→ **What you are asked to do**: Each record, in full, must be restated word for word.

→ **Provided entries**:
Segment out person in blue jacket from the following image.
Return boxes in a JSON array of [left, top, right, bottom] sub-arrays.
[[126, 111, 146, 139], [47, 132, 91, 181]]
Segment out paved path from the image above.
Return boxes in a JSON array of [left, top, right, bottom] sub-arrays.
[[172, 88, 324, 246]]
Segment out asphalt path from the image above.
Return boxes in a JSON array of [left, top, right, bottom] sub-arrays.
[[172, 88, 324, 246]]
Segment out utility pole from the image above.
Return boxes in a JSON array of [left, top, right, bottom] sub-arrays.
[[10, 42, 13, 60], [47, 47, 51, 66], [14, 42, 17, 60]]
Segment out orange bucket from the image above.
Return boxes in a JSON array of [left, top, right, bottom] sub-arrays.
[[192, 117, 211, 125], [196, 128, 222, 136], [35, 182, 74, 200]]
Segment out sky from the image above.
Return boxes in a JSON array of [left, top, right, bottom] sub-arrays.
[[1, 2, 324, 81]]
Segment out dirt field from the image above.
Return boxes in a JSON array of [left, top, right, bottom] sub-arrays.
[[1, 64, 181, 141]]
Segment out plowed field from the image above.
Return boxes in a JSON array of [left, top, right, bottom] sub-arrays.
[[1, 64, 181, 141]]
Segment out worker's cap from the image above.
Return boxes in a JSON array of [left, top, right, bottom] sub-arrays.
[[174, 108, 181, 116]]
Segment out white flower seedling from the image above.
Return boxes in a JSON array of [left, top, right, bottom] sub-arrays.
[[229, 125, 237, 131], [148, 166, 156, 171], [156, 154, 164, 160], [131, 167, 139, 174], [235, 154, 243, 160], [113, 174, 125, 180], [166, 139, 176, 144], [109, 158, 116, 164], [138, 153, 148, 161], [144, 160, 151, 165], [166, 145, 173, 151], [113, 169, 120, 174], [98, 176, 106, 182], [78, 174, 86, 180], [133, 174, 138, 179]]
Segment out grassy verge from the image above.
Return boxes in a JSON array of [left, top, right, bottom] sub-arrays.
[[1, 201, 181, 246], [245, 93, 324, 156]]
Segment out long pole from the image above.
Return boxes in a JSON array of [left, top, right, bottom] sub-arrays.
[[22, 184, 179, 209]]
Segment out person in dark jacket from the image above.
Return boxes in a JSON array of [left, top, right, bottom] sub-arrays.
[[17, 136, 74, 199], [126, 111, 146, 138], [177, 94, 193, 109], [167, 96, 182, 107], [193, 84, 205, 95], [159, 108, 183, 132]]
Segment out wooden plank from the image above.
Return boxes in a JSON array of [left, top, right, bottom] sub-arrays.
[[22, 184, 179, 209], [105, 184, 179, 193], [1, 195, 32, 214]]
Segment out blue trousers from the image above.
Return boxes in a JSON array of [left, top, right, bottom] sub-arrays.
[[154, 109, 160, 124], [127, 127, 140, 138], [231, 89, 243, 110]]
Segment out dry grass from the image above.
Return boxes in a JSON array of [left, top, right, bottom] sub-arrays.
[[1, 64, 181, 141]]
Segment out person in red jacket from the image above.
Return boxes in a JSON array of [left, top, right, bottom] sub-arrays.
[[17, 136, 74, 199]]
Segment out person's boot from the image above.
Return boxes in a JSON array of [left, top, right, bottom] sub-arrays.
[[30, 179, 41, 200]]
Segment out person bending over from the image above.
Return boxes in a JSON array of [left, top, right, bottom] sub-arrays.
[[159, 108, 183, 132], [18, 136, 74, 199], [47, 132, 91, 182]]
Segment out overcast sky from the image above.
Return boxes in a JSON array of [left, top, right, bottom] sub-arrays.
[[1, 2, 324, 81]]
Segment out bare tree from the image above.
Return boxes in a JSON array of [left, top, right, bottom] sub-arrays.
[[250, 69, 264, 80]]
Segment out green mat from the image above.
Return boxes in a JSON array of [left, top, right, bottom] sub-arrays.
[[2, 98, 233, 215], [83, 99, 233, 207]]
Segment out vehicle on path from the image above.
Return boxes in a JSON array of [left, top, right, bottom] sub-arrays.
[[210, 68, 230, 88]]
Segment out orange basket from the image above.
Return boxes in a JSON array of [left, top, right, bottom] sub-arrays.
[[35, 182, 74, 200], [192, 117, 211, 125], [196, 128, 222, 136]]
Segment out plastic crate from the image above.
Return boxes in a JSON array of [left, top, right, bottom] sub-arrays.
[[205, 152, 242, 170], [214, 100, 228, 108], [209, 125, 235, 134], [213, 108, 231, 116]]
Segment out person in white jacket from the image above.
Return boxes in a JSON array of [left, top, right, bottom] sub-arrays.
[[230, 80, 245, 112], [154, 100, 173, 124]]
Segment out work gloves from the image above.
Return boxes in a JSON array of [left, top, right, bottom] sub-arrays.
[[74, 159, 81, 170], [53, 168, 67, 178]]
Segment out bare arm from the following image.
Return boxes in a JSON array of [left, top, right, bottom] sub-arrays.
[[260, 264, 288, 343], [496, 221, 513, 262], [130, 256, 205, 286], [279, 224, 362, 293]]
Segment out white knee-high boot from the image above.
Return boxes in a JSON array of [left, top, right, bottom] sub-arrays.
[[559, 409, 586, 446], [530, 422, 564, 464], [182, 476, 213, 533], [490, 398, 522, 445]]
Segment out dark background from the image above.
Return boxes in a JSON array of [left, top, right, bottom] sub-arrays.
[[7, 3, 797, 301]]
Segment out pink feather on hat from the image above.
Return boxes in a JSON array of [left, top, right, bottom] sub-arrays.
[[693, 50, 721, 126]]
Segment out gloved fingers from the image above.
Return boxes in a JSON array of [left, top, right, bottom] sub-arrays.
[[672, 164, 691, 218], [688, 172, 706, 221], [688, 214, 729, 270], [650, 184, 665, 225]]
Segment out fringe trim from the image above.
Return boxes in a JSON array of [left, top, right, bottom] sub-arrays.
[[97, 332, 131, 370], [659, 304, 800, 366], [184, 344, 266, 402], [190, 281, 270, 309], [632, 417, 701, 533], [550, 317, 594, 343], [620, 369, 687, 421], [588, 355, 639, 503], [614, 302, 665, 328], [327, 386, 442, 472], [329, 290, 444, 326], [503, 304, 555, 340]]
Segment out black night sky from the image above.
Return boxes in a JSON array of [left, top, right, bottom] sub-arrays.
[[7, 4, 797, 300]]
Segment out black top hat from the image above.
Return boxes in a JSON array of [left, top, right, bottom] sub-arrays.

→ **Reply to the exercise**:
Segment out person in blue jacket from the following image.
Return boxes in a JSON array of [left, top, right, bottom] sub-arrays.
[[126, 111, 146, 139], [47, 132, 91, 181]]
Segment out paved path from the image above.
Return boxes in a JSON array of [left, top, right, bottom] sub-arrays.
[[172, 88, 324, 246]]
Segment out asphalt path from the image above.
Return boxes in a JSON array of [left, top, right, bottom] sub-arrays.
[[172, 88, 324, 246]]
Segment out utility pole from the image above.
Return boxes in a JSON array of [left, top, right, bottom] sub-arrays.
[[10, 42, 13, 60], [47, 47, 51, 66], [14, 42, 17, 60]]
Segment out orange bucket from the image above.
Return boxes in a JSON array of [left, top, right, bottom] sub-arrays.
[[192, 117, 211, 125], [196, 128, 222, 136], [35, 182, 74, 200]]
Segment out sky from the image above.
Return boxes in a JSON array of [left, top, right, bottom] sub-arrays.
[[1, 2, 324, 81]]
Segment out dirt field from the image above.
Return boxes in a JSON array of [left, top, right, bottom] sub-arrays.
[[1, 64, 181, 141]]
Segment out plowed field from the image above.
Return boxes in a JSON array of [left, top, right, bottom] sub-arrays.
[[1, 64, 181, 141]]
Segment out worker's cap from the image above.
Return boxes in a JSON array of [left, top, right, bottom] sub-arrays.
[[174, 108, 181, 116]]
Segment out white flower seedling from the image above.
Return boxes in a JSON array of [left, top, right, bottom] sub-arrays.
[[229, 125, 237, 131], [148, 166, 156, 171], [156, 154, 164, 160], [131, 167, 139, 174], [235, 154, 243, 160], [113, 174, 125, 180], [166, 139, 176, 144], [109, 158, 116, 164], [138, 153, 148, 161], [144, 160, 151, 165], [166, 145, 173, 151], [113, 169, 120, 174], [98, 176, 106, 182], [78, 174, 86, 180], [133, 174, 138, 179]]
Segment out grassy verge from the image above.
Return boxes in a JSON array of [left, top, right, bottom] sub-arrays.
[[1, 201, 181, 246], [245, 93, 324, 156]]
Segment out long pole from the image above.
Return boxes in a JSON array of [left, top, right, bottom] sub-arrays.
[[22, 184, 179, 209]]
Segment out person in dark jacket from the image above.
Return boxes in a JSON array of [left, top, right, bottom] sub-arrays.
[[17, 136, 74, 199], [126, 111, 146, 138], [177, 94, 193, 109], [167, 96, 182, 107], [193, 84, 205, 95], [159, 108, 183, 132]]
Segment out wooden plank from the image above.
Return boxes in a JSON array of [left, top, right, bottom] sub-arrays.
[[22, 184, 179, 209], [105, 184, 179, 193], [1, 195, 32, 214]]
Segment out blue trousers from the image above.
Return boxes in a JSON array of [left, top, right, bottom] sub-arrays.
[[154, 109, 160, 124], [127, 127, 140, 138], [231, 89, 243, 110]]
Segment out dry grass from the image above.
Return boxes in a JSON array of [left, top, right, bottom] sub-arrays.
[[1, 64, 181, 141]]
Segment out person in red jacket from the image above.
Return boxes in a JSON array of [left, top, right, bottom] sub-arrays.
[[17, 136, 74, 199]]
Segment out person's boot from the image above.
Return boxes in a JSON array of [left, top, right, bottom] sub-arrays.
[[30, 179, 41, 200]]
Segment out person bending over from the image above.
Return boxes in a JSON array of [left, top, right, bottom] sub-arrays.
[[159, 108, 183, 132], [18, 136, 74, 199], [47, 132, 91, 182]]
Segment out overcast sky from the image above.
Return boxes in a JSON array of [left, top, right, bottom] sub-arrays.
[[1, 2, 324, 81]]
Segment out bare tree from the image above.
Return boxes in a JSON array of [left, top, right, bottom] sub-arrays.
[[250, 69, 264, 80]]
Segment out green mat from the image above.
Return boxes in a JSON array of [left, top, right, bottom] sub-arrays.
[[2, 98, 233, 215], [83, 99, 233, 207]]
Segment out vehicle on path from the image above.
Return boxes in a JSON array of [left, top, right, bottom] sub-arrays.
[[210, 68, 230, 88]]
Segment out orange basket from the image above.
Return boxes in a JSON array of [left, top, right, bottom] sub-arrays.
[[35, 182, 74, 200], [192, 117, 211, 125], [196, 128, 222, 136]]
Segment out plastic crate from the image above.
Return boxes in a JSON array of [left, top, right, bottom] sub-arrays.
[[205, 152, 242, 170], [214, 100, 228, 108], [209, 125, 235, 134], [213, 108, 231, 116]]
Segment out person in white jacket from the image above.
Return boxes in a JSON array of [left, top, right, bottom] sub-arrays.
[[230, 80, 245, 112], [154, 100, 173, 124]]
Segment out work gloves from the image above.
Return boxes in a JSON array of [left, top, right, bottom] sub-arrays.
[[74, 159, 81, 170], [53, 168, 67, 178]]
Segment out bare arm from the following image.
Return boxes in a JSON array of [left, top, right, bottom] sub-arrays.
[[260, 264, 288, 343], [496, 221, 513, 262], [130, 256, 205, 286], [279, 224, 362, 293]]
Segment out white knee-high boot from the image above.
Return boxes in a JSON array of [left, top, right, bottom] sub-arrays.
[[559, 409, 586, 446], [530, 422, 564, 464], [182, 476, 213, 533], [490, 398, 522, 445]]
Segment out dark background from the image above.
Return boxes in a JSON array of [left, top, right, bottom] sub-arrays.
[[7, 3, 797, 301]]
Segment out pink feather on hat from the image above.
Return boxes in a JSON array of [left, top, right, bottom] sub-arrays.
[[693, 50, 721, 126]]
Segment out gloved fingers from the image above.
Return boxes in a JSON array of [left, top, right, bottom] sub-arrays.
[[672, 164, 691, 218], [688, 172, 706, 221], [688, 214, 729, 270], [650, 184, 665, 225]]
Segment out fringe trim from the image above.
Return boxes in a JSON array of [left, top, right, bottom] sub-arrays.
[[97, 332, 131, 370], [659, 304, 800, 366], [184, 344, 266, 402], [190, 281, 270, 309], [632, 417, 701, 533], [550, 317, 594, 343], [620, 369, 687, 421], [588, 355, 639, 503], [614, 302, 665, 328], [327, 386, 442, 472], [329, 290, 444, 326], [503, 304, 555, 340]]
Segment out black night sky from the image above.
Return boxes in a JSON array of [left, top, right, bottom] sub-arrays.
[[7, 4, 797, 300]]
Segment out black top hat from the image above.
Return boxes in a JSON array of [left, top, right, bottom] sub-arrays.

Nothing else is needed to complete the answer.